• **PAGE EXTRACT**
####################
Posted by Brian Goodman on January 4th, 2018

Texas Tech‘s victory at Allen Fieldhouse earlier this week was big for a few reasons. First, it announced to the college basketball world that Chis Beard‘s Red Raiders have arrived; it also established that Kansas‘ home loss to Arizona State last month was not a fluke; and it opened up meaningful discussion that the Jayhawks’ dominion over the rest of the Big 12 will be tested in a way that it hasn’t in the 13-year history of The Streak (TM). Let’s start with the Jayhawks’ newfound vulnerability, particularly at home. Prior to this year, Lawrence has been nothing short of a fortress for Bill Self’s team. You have to go all the way back to the 1975-76 season to find the last time when Kansas dropped two games at Allen by January 2. That isn’t to say that the storied gym won’t be a significant home court advantage for the Jayhawks more often than not, but the level of mystique that once led Baylor head coach Scott Drew to hold his team’s pregame huddle in the tunnel isn’t quite there this season — as evidenced by the Sun Devils and Red Raiders hanging 1.18 and 1.21 points per possession on the team, respectively.

With multiple home losses already on its resume, Kansas’ generational streak of conference dominance will be tested unlike another year. (Jamie Squire/Getty)
####################
• **EXTRACTED MATERIAL**
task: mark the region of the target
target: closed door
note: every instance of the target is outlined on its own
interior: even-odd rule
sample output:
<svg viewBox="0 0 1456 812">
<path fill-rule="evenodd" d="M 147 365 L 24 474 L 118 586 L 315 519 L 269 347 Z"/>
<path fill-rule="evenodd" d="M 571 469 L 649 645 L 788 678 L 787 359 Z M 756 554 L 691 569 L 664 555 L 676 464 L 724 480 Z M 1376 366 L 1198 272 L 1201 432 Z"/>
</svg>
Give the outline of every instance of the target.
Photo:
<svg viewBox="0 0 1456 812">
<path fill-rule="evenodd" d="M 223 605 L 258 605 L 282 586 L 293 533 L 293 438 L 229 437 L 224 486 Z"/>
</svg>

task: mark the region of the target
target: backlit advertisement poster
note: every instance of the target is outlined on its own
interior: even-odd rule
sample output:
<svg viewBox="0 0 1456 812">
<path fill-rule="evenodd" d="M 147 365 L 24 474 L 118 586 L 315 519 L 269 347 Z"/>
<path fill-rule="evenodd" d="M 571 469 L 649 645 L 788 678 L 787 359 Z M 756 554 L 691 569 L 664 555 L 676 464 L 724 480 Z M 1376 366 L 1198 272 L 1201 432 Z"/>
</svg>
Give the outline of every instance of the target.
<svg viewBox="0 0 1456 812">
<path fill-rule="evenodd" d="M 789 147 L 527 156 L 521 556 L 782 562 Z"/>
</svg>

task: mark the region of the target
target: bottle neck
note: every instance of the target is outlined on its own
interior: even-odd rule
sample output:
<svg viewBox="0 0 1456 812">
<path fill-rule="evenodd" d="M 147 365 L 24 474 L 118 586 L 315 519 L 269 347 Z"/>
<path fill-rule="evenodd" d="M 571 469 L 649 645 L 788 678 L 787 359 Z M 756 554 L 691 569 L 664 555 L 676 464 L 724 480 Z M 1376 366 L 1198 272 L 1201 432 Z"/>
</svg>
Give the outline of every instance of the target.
####################
• **WORK INSTRUCTION**
According to the basketball article above, in which season before this one had Kansas last lost two games at Allen Fieldhouse by January 2?

• **EXPECTED ANSWER**
The 1975-76 season.